— START —
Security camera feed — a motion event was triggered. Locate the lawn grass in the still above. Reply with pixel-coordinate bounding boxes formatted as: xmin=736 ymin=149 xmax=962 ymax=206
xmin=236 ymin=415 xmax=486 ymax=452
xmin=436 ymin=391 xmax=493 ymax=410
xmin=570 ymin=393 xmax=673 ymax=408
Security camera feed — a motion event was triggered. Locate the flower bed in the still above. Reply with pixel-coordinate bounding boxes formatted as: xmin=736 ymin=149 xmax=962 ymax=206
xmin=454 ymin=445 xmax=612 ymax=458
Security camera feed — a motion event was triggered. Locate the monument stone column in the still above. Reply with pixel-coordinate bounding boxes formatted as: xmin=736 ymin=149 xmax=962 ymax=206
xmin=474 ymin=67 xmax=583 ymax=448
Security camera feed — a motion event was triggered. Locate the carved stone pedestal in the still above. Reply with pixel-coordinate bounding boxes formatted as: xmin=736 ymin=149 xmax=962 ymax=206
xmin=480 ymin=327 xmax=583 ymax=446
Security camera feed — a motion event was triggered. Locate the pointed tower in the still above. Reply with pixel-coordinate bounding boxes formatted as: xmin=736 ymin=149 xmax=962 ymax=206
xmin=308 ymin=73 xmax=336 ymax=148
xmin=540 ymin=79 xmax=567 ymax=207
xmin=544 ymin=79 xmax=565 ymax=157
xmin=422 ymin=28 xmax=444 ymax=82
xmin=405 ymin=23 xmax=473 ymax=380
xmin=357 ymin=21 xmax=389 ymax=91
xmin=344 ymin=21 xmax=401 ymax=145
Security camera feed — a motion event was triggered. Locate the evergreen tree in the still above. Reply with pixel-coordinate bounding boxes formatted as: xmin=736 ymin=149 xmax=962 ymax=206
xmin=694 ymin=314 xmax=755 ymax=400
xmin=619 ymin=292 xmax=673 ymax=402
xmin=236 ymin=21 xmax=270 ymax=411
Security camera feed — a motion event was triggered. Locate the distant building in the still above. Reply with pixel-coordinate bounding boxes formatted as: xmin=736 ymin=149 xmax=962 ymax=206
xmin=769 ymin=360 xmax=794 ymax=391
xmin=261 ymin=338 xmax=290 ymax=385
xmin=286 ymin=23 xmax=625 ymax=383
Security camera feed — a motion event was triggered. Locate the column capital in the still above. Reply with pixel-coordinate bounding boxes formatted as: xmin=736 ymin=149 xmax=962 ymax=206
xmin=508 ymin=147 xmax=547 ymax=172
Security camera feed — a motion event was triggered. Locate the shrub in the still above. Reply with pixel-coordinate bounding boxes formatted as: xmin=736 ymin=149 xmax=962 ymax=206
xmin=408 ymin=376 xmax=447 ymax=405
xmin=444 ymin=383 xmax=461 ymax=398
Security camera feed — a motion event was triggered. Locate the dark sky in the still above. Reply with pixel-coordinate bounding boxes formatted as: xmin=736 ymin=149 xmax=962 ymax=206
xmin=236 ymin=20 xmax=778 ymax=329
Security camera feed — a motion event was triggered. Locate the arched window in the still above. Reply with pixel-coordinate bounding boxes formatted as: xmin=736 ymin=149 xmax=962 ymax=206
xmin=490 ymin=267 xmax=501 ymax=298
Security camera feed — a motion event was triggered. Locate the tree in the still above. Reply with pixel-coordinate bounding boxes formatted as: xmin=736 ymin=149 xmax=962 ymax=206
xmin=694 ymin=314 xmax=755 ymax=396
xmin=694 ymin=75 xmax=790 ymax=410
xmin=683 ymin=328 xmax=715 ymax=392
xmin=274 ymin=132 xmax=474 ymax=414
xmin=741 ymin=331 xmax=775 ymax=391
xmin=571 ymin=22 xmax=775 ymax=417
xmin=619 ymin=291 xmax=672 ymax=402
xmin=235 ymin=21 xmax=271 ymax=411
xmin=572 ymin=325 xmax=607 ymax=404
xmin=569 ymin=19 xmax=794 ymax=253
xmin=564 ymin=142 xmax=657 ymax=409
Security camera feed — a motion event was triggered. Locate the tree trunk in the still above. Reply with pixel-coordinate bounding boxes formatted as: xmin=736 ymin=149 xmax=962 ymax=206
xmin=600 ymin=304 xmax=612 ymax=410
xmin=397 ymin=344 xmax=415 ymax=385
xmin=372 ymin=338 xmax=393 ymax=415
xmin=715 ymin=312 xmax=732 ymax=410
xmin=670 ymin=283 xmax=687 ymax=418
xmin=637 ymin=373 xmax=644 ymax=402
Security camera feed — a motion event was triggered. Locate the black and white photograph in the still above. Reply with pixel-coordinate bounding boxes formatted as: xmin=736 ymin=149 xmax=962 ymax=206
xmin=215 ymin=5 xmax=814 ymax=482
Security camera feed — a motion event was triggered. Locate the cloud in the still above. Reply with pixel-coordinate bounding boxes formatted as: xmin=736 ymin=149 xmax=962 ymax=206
— END —
Your objective:
Output every line of the records above as a JSON list of strings, one string per line, leaving out blank lines.

Output below:
[
  "Security camera feed — a motion event was triggered. Locate the lawn grass in the still above. Reply with pixel-coordinate bounding boxes formatted as: xmin=736 ymin=149 xmax=962 ymax=206",
  "xmin=236 ymin=415 xmax=486 ymax=452",
  "xmin=436 ymin=391 xmax=493 ymax=410",
  "xmin=570 ymin=393 xmax=673 ymax=408",
  "Security camera feed — a motion event was triggered. Locate the flower bed in the still above. Reply with pixel-coordinate bounding boxes formatted as: xmin=736 ymin=149 xmax=962 ymax=206",
  "xmin=454 ymin=445 xmax=612 ymax=458",
  "Security camera feed — a motion event was triggered. Locate the monument stone column in the still above. Reply with pixel-coordinate bounding boxes formatted as: xmin=736 ymin=149 xmax=962 ymax=206",
  "xmin=474 ymin=67 xmax=583 ymax=448",
  "Security camera feed — a motion event was triggered. Locate the carved stone pedestal in the still above. Reply with pixel-coordinate bounding boxes formatted as: xmin=736 ymin=149 xmax=962 ymax=206",
  "xmin=480 ymin=327 xmax=583 ymax=446",
  "Security camera feed — a motion event was triggered. Locate the pointed tower in the still above. Reply with pixel-coordinate bounding boxes formatted as: xmin=736 ymin=149 xmax=962 ymax=206",
  "xmin=308 ymin=73 xmax=336 ymax=148",
  "xmin=540 ymin=79 xmax=567 ymax=207",
  "xmin=544 ymin=79 xmax=565 ymax=157",
  "xmin=422 ymin=28 xmax=444 ymax=82",
  "xmin=405 ymin=23 xmax=473 ymax=380",
  "xmin=357 ymin=21 xmax=389 ymax=91",
  "xmin=344 ymin=21 xmax=401 ymax=145",
  "Security camera feed — a motion event was triggered. Locate the evergreen tree in the still above. Reply with pixel-coordinate bounding boxes formatted as: xmin=736 ymin=149 xmax=962 ymax=206",
  "xmin=694 ymin=314 xmax=755 ymax=400",
  "xmin=619 ymin=292 xmax=673 ymax=402",
  "xmin=236 ymin=21 xmax=270 ymax=411",
  "Security camera feed — a motion event was triggered. Locate the distant building in the still above. Reply with pixel-coordinate bounding boxes formatted as: xmin=736 ymin=149 xmax=962 ymax=206",
  "xmin=769 ymin=360 xmax=794 ymax=391",
  "xmin=261 ymin=338 xmax=290 ymax=385",
  "xmin=286 ymin=23 xmax=625 ymax=383",
  "Security camera feed — a motion event was triggered. Locate the column capital in the still above. Reply with pixel-coordinate bounding boxes formatted as: xmin=736 ymin=149 xmax=962 ymax=206",
  "xmin=508 ymin=147 xmax=547 ymax=172",
  "Security camera feed — a motion event was triggered. Locate the shrub in the still above. Reply with pixel-coordinate bounding boxes formatted as: xmin=736 ymin=149 xmax=962 ymax=206",
  "xmin=408 ymin=376 xmax=447 ymax=405",
  "xmin=444 ymin=383 xmax=461 ymax=398",
  "Security camera feed — a motion event was triggered. Locate the dark sky in the still above. Reply with pixel-coordinate bounding boxes formatted as: xmin=736 ymin=149 xmax=962 ymax=206",
  "xmin=236 ymin=20 xmax=778 ymax=329",
  "Security camera feed — a motion event was triggered. Locate the arched window in the still above. Reply with pixel-coordinate bounding boxes formatted as: xmin=736 ymin=149 xmax=962 ymax=206",
  "xmin=490 ymin=267 xmax=501 ymax=298",
  "Security camera feed — a motion event was triggered. Locate the tree in the still above. Reply with pixel-coordinate bounding boxes formatted as: xmin=736 ymin=149 xmax=962 ymax=206",
  "xmin=694 ymin=314 xmax=755 ymax=396",
  "xmin=694 ymin=75 xmax=790 ymax=410",
  "xmin=683 ymin=328 xmax=715 ymax=392",
  "xmin=274 ymin=132 xmax=474 ymax=414",
  "xmin=741 ymin=331 xmax=775 ymax=391",
  "xmin=571 ymin=22 xmax=775 ymax=417",
  "xmin=619 ymin=291 xmax=672 ymax=402",
  "xmin=235 ymin=21 xmax=271 ymax=411",
  "xmin=572 ymin=325 xmax=607 ymax=404",
  "xmin=569 ymin=19 xmax=794 ymax=253",
  "xmin=564 ymin=142 xmax=657 ymax=409",
  "Security camera feed — a motion event was triggered. Locate the tree trunk in the still above. Reply with pixel-coordinate bounding boxes formatted as: xmin=736 ymin=149 xmax=962 ymax=206",
  "xmin=600 ymin=304 xmax=612 ymax=410",
  "xmin=397 ymin=344 xmax=415 ymax=385",
  "xmin=372 ymin=338 xmax=393 ymax=415",
  "xmin=715 ymin=312 xmax=732 ymax=410",
  "xmin=670 ymin=283 xmax=687 ymax=418",
  "xmin=637 ymin=373 xmax=644 ymax=402",
  "Security camera feed — a motion event was triggered. Locate the black and white photograph in the still above. Reply with pixel-coordinate bounding boxes formatted as: xmin=736 ymin=149 xmax=962 ymax=206",
  "xmin=215 ymin=5 xmax=814 ymax=482",
  "Security camera feed — a motion event was triggered. Locate the cloud in the still above. Reply with pixel-coordinate bounding boxes formatted as: xmin=736 ymin=149 xmax=962 ymax=206"
]